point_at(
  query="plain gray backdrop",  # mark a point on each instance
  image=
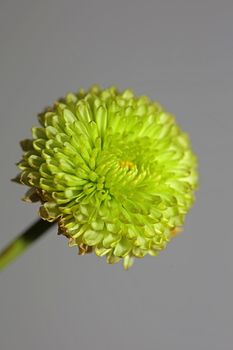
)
(179, 52)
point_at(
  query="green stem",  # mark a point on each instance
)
(22, 242)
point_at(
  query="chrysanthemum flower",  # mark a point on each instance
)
(114, 170)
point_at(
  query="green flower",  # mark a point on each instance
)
(114, 170)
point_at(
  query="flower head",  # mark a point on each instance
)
(114, 170)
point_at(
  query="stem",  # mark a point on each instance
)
(22, 242)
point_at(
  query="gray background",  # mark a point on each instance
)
(181, 54)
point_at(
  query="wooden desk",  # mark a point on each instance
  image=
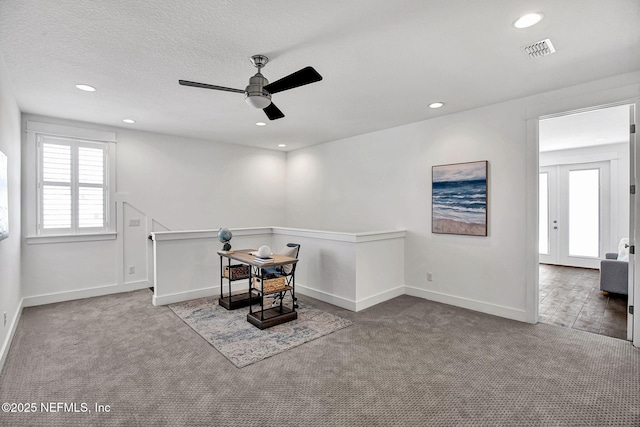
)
(264, 318)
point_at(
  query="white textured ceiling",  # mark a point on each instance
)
(586, 129)
(383, 61)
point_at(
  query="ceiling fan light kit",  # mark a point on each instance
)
(258, 92)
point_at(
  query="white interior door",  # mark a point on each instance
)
(577, 223)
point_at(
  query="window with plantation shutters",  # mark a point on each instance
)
(72, 186)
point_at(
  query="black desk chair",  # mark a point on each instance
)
(286, 271)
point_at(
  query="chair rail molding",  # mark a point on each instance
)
(350, 270)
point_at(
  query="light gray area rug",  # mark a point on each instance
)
(404, 362)
(241, 342)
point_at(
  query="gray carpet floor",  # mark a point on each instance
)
(405, 362)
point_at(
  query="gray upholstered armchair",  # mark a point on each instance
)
(614, 275)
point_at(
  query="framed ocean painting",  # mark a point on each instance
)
(4, 199)
(459, 199)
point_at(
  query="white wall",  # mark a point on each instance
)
(618, 156)
(10, 257)
(180, 183)
(382, 180)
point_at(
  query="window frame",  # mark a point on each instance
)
(74, 185)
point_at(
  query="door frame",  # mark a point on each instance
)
(559, 251)
(624, 95)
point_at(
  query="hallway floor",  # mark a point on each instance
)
(571, 297)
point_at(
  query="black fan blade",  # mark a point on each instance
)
(273, 112)
(206, 86)
(299, 78)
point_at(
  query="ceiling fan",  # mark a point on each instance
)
(258, 92)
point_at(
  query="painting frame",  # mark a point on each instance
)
(4, 197)
(459, 198)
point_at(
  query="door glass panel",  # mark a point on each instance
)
(584, 212)
(544, 214)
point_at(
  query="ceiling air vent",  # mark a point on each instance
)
(539, 49)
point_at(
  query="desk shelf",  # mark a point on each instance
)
(260, 285)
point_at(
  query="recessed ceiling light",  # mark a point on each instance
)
(86, 88)
(528, 20)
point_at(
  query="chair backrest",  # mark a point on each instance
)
(297, 252)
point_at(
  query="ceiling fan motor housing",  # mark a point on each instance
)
(255, 94)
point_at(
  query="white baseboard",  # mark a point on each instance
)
(475, 305)
(197, 293)
(84, 293)
(367, 302)
(4, 351)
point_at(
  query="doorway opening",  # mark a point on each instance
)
(584, 204)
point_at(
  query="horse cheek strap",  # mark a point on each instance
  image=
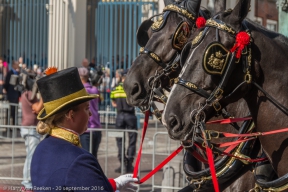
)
(142, 32)
(180, 37)
(215, 58)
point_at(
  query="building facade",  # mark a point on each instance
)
(63, 32)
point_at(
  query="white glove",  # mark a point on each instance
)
(123, 183)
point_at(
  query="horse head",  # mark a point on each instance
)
(161, 42)
(216, 72)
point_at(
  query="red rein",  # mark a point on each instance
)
(242, 39)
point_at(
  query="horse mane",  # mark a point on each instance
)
(277, 37)
(204, 12)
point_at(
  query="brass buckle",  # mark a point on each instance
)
(218, 93)
(248, 78)
(215, 106)
(211, 131)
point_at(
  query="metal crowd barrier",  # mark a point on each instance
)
(165, 146)
(171, 169)
(6, 119)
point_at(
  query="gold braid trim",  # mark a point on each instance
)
(213, 23)
(179, 10)
(66, 135)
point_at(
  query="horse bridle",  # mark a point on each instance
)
(179, 39)
(213, 98)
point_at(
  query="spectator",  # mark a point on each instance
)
(117, 78)
(20, 60)
(93, 63)
(31, 106)
(59, 162)
(3, 73)
(126, 119)
(85, 63)
(105, 86)
(12, 95)
(94, 120)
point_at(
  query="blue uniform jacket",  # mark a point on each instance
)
(58, 165)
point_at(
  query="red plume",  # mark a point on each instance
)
(50, 70)
(200, 22)
(242, 39)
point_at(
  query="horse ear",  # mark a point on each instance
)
(241, 10)
(193, 6)
(220, 5)
(168, 2)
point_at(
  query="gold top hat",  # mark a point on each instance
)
(60, 91)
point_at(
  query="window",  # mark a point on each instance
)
(271, 25)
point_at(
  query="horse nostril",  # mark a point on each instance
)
(135, 89)
(173, 122)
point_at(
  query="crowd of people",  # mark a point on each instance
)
(81, 112)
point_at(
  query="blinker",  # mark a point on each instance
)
(215, 58)
(180, 37)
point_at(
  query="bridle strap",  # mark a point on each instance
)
(192, 87)
(153, 56)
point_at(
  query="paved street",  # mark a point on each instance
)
(13, 167)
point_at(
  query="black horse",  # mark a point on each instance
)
(137, 83)
(233, 58)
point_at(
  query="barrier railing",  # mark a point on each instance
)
(175, 167)
(162, 146)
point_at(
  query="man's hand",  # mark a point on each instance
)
(124, 183)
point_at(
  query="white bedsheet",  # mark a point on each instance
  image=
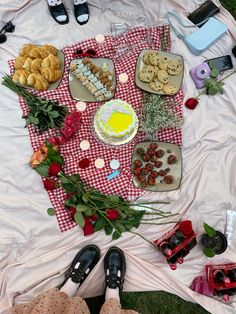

= Aim of the task =
Only the records themselves, retyped exactly, belong in the answer; please leave all images behind.

= Answer to the exercise =
point_at(
  query="plain gray backdrop",  # mark a point on each instance
  image=
)
(179, 52)
point_at(
  query="green stem",  # mark a point on each instance
)
(22, 242)
point_at(
  query="chrysanthemum flower",  # mark a point on each instance
)
(114, 170)
point_at(
  query="green flower",  # mark a point on each instance
)
(114, 170)
point_at(
  query="flower head",  # mark a point on each instance
)
(114, 170)
point_at(
  query="stem",  # mark a point on each instance
)
(22, 242)
point_at(
  query="gray background",  # mark a point on each instance
)
(181, 54)
point_at(
  query="wooden desk",  # mark a point on each instance
  image=
)
(264, 318)
point_at(
  query="white textured ceiling",  # mark a point on each instance
)
(586, 129)
(383, 61)
point_at(
  query="ceiling fan light kit",  # mark a point on each instance
)
(258, 92)
point_at(
  query="white interior door",  # mark a point on each instance
)
(577, 223)
point_at(
  query="window with plantation shutters",  # mark a point on each instance
)
(72, 186)
point_at(
  query="black desk chair",  # mark a point on each instance
)
(286, 271)
point_at(
  query="chair rail molding",  # mark a point on each instance
)
(350, 270)
point_at(
  query="light gray area rug",  # mark a point on each instance
)
(404, 362)
(241, 342)
point_at(
  query="gray carpet floor",  # mark a point on each instance
)
(405, 362)
point_at(
  query="gray upholstered armchair",  # mark a point on each instance
)
(614, 275)
point_at(
  query="framed ocean painting",  # mark a point on each instance
)
(4, 199)
(459, 199)
point_at(
  query="white wall",  # mark a point on each instance
)
(618, 156)
(10, 257)
(180, 183)
(382, 180)
point_at(
  query="window frame",  # mark a point on each instance
)
(74, 185)
point_at(
  query="door frame",  # mark a point on each instance
)
(559, 251)
(624, 95)
point_at(
  query="hallway floor",  # mark a point on each instance
)
(571, 297)
point_at(
  query="black fan blade",  # mark a point on each instance
)
(273, 112)
(206, 86)
(299, 78)
point_at(
  query="ceiling fan",  # mark a point on each instance
)
(258, 92)
point_at(
  query="painting frame",  # mark a point on each instance
)
(4, 197)
(459, 198)
point_at(
  query="door glass panel",  # mark a point on each instance
)
(584, 212)
(544, 214)
point_at(
  query="ceiling air vent",  # mark a point on each instance
)
(539, 49)
point_at(
  query="desk shelf",  # mark a point on each instance
)
(260, 285)
point_at(
  query="recessed ceiling light",  # mark a point on each instance
)
(86, 88)
(528, 20)
point_at(
  query="chair backrest",  # mark a point on each instance
)
(297, 252)
point_at(
  query="ceiling fan motor housing",  # mark a point on each instance
)
(255, 94)
point_at(
  query="white baseboard",  # mark a point on each instance
)
(475, 305)
(197, 293)
(84, 293)
(367, 302)
(4, 351)
point_at(
  query="doorway opening",  # mark a point on each instance
)
(584, 204)
point_at(
  query="horse cheek strap",  # mark a point on each instance
  image=
)
(142, 32)
(180, 37)
(215, 58)
point_at(
  query="building facade",  # mark a point on each instance
)
(63, 32)
point_at(
  query="white glove",  # mark a point on each instance
)
(123, 183)
point_at(
  query="horse head",  # mark a point on each instance
)
(161, 42)
(216, 72)
point_at(
  query="red rein",  # mark a point on each instance
)
(242, 39)
point_at(
  query="horse mane",  # mark a point on each instance
)
(277, 37)
(204, 12)
point_at(
  query="brass buckle",  # mark a point on each instance
)
(218, 93)
(248, 78)
(215, 106)
(211, 131)
point_at(
  query="metal crowd barrier",  # mark a point on each instance
)
(165, 146)
(171, 169)
(6, 119)
point_at(
  query="gold braid trim",  # mark a point on each instance
)
(213, 23)
(179, 10)
(66, 135)
point_at(
  query="horse bridle",  # mark a point on each instance
)
(179, 39)
(213, 98)
point_at(
  query="spectator",  # mark a point on each instance
)
(117, 78)
(20, 60)
(93, 63)
(31, 106)
(59, 162)
(3, 73)
(126, 119)
(85, 63)
(105, 86)
(12, 95)
(94, 120)
point_at(
  query="blue uniform jacket",  # mark a point on each instance
)
(58, 165)
point_at(
  query="red plume",  # mark a point on each instance
)
(50, 70)
(200, 22)
(242, 39)
point_at(
  query="horse ear",  # mark a point on each instance
)
(241, 10)
(193, 6)
(220, 5)
(168, 2)
point_at(
  query="gold top hat",  # mark a point on each instance
)
(60, 91)
point_at(
  query="window",  # mark a point on each instance
)
(271, 25)
point_at(
  query="horse nostril",  # mark a point on each instance
)
(135, 89)
(173, 122)
point_at(
  query="crowd of people",  # mark a point on each instance
)
(81, 112)
point_at(
  query="blinker",  # mark a point on each instance
)
(215, 58)
(180, 37)
point_at(
  query="bridle strap",  # mark a point on each instance
)
(192, 87)
(153, 56)
point_at(
  query="paved street",  # mark a point on each instance
)
(13, 167)
point_at(
  query="black horse",  # mark a point on each instance
)
(137, 83)
(233, 58)
point_at(
  query="barrier railing",  # mark a point on each instance
)
(175, 167)
(162, 146)
point_at(
  query="man's hand",  # mark a point on each instance
)
(124, 183)
point_at(
  query="white bedsheet",  # mark a point on each instance
  image=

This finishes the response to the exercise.